▶ [Extract to read]
------------------------------------------------------------------------
I have a cox regression with two predictors:

Predictor A: HR = 2.00, Z = 15.24, range is 0-1 (continuous)

Predictor B: HR = 0.97, Z = -6.68, range is 1-17,

Based on this information, can I say that the first variable has a stronger effect on the outcome? If not, how can I determine which predictor carries a stronger effect? Essentially, I'm looking for something like Beta in OLS.



3 Answers 3


To move away from assumptions about ranges and units, I suggest using relative log-likelihood ratio $\chi^2$ explained or relative explained variation as detailed here. These measure relative predictor importance on a 0-1 scale. See also this and partial $R^2$ measures.

  • $\begingroup$ Thank you Professor Harrell. If I understand correctly, what I need to do is to construct two reduced models, one without predictor A and one without predictor B, and then divide each model's Wald with the full model's Wald. The predictor with a bigger "loss" (i.e., difference between the reduced and full Walds) is more important in explaining the outcome. Am I correct? $\endgroup$
    – Eran
    Commented Jun 25 at 5:46
  • $\begingroup$ Correct, except use likelihood ratio $\chi^2$ instead of Wald. $\endgroup$ Commented Jun 25 at 12:00

I don't know of any equivalent of $\beta$ for Cox regression.

The results you have shown do not allow you to say one is stronger than the other, because the HR is per unit of the independent variable and the second has much bigger range.

One thing you could do is divide the second measure by 17, so the ranges are equal, and then redo the analysis. This at least gives you comparable measures.

  • 2
    $\begingroup$ Our answers crossed ! (+1) $\endgroup$ Commented Jun 24 at 11:34

I was about the post essentially the same answer as Peter. I will go into a bit more detail.
------------------------------------------------------------------------
▶ [Supplied information]
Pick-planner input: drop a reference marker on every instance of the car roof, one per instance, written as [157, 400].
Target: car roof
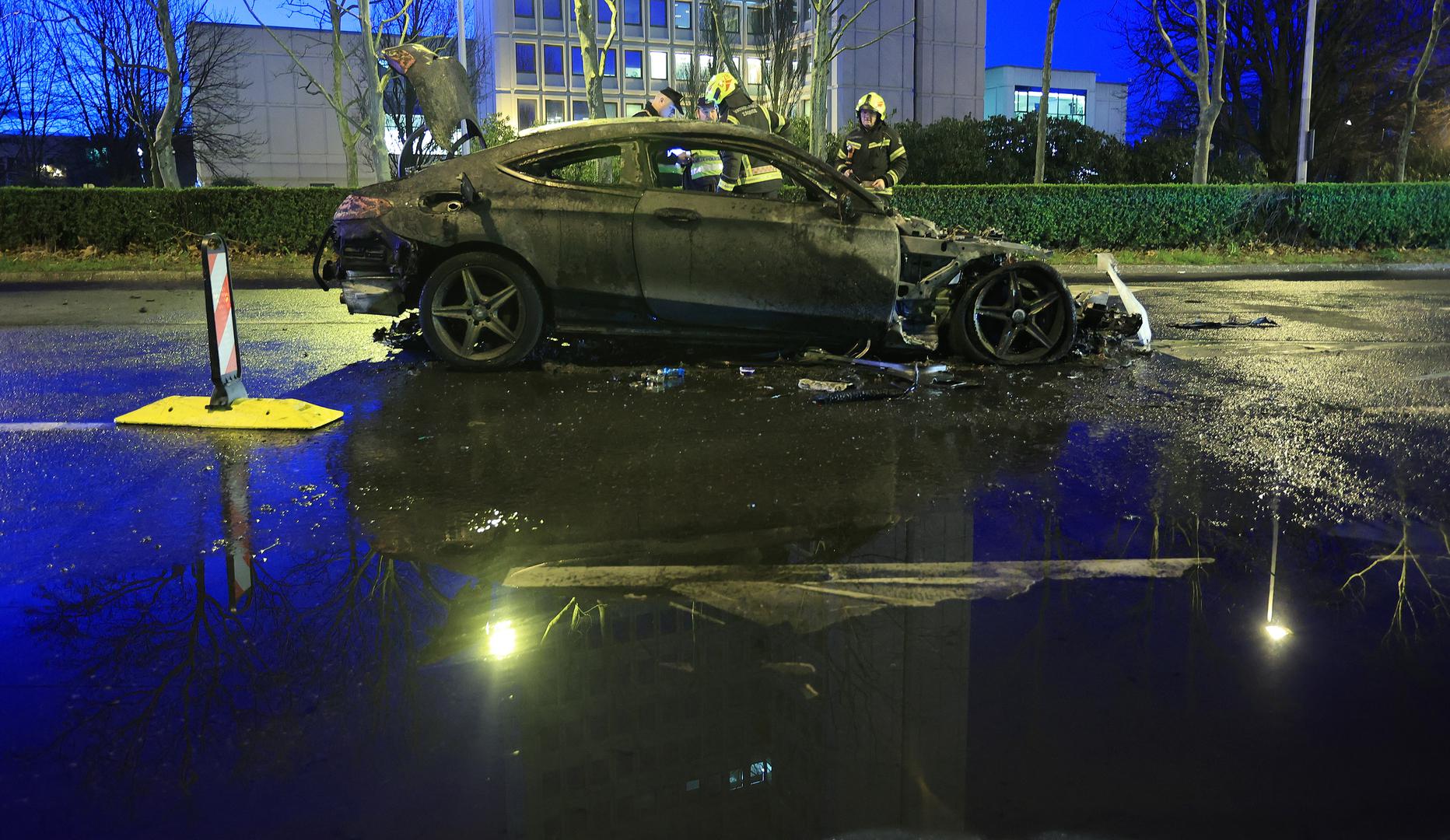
------------------------------------------------------------------------
▶ [Problems and tasks]
[A] Reproduce word for word the part of the Cox regression discussion that opens with the words containing "3 Answers 3" and closes with "partial $R^2$ measures.".
[B] In the Cox regression discussion, what hazard ratio is reported for Predictor A?
[C] Translate this sentence from the Cox regression discussion into Spanish: "This at least gives you comparable measures."
The data above has no role in this work.

▶ [Written answers]
[A]
3 Answers 3


To move away from assumptions about ranges and units, I suggest using relative log-likelihood ratio $\chi^2$ explained or relative explained variation as detailed here. These measure relative predictor importance on a 0-1 scale. See also this and partial $R^2$ measures.

[B] 2.00

[C] Esto al menos te da medidas comparables.